* _Do this_
How many of the lines below contain the string "could"? Matching is case-sensitive; reply with the number alone.

-- Start Record set --

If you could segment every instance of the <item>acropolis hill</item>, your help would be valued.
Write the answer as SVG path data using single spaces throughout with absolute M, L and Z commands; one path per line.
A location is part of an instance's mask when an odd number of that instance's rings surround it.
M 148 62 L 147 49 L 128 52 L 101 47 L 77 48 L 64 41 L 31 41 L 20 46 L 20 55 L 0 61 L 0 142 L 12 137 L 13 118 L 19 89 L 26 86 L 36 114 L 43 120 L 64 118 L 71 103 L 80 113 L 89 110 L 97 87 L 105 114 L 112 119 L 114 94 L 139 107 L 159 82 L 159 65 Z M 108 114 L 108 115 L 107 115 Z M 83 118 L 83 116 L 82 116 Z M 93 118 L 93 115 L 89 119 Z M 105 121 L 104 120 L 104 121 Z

-- End Record set --
-- Start Record set --

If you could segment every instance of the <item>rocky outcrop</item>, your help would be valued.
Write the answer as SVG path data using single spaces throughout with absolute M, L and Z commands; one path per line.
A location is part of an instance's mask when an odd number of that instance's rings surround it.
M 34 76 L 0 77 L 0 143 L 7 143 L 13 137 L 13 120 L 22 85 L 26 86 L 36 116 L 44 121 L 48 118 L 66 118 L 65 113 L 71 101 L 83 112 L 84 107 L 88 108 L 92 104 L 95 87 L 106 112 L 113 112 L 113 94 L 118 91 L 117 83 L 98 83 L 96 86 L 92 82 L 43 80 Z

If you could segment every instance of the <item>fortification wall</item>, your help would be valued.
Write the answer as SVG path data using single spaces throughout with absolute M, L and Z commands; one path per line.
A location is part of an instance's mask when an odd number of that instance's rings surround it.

-- End Record set --

* _Result for this exercise_
3